_RECORD LIST:_

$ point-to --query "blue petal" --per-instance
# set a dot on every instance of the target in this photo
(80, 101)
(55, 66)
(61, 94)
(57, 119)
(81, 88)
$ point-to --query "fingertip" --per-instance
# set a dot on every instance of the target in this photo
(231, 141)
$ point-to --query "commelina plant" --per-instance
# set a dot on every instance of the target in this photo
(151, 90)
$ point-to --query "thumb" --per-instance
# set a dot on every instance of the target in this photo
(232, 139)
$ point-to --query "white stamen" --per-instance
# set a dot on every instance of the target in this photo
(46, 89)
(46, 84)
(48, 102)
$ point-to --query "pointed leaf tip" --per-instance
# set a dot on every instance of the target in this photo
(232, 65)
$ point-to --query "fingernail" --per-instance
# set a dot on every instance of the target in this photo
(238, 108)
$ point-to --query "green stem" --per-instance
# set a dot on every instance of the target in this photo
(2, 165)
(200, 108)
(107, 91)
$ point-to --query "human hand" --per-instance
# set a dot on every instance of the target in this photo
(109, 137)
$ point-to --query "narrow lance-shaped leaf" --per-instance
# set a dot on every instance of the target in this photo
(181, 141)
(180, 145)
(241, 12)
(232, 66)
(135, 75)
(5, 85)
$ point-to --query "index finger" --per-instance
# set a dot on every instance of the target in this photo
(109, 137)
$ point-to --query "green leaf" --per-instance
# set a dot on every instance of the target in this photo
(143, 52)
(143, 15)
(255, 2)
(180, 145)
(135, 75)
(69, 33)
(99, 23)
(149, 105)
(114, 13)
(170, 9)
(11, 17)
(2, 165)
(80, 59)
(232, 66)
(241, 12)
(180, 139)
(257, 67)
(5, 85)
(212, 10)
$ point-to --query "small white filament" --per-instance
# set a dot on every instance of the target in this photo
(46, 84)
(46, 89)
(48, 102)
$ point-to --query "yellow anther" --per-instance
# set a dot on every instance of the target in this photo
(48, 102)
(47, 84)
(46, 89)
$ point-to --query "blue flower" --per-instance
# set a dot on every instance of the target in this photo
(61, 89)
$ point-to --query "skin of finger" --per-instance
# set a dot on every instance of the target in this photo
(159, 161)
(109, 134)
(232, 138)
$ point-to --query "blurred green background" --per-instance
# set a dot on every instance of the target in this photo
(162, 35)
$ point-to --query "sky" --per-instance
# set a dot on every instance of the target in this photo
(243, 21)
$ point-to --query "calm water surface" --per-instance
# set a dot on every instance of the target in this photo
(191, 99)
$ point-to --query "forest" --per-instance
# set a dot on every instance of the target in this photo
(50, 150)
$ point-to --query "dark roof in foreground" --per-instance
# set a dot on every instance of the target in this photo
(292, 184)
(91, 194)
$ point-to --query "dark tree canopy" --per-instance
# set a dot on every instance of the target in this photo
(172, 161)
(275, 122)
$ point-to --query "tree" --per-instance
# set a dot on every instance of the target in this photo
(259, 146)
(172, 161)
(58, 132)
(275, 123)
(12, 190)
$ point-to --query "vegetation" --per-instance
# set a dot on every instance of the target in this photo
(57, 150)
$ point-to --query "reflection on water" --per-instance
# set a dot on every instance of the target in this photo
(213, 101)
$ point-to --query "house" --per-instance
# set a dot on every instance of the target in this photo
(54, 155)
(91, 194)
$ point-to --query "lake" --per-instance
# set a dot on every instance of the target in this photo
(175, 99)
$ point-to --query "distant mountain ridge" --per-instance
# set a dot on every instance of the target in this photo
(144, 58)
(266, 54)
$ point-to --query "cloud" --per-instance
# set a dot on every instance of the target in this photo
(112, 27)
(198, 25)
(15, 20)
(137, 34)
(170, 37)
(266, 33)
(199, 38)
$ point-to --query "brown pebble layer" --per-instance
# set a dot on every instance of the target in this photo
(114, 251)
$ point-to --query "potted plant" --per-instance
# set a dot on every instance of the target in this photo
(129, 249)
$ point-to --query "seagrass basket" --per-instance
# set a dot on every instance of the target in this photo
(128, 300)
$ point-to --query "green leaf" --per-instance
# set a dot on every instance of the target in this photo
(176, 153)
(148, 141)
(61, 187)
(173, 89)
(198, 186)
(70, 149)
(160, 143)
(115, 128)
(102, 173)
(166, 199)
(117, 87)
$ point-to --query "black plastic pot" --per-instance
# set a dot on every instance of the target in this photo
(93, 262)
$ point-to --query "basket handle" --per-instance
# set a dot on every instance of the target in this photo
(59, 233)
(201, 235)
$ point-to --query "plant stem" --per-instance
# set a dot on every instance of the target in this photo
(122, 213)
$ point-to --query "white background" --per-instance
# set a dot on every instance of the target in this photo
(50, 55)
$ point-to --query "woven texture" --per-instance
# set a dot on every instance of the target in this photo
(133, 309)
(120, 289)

_YOUR INSTRUCTIONS:_ Pull out each line of the listing above that contains the string "plant".

_FULL SOLUTION:_
$ point-to --query "commelina plant" --per-instance
$ point-to --query "potted plant" --per-instance
$ point-to --query "plant stem" --per-instance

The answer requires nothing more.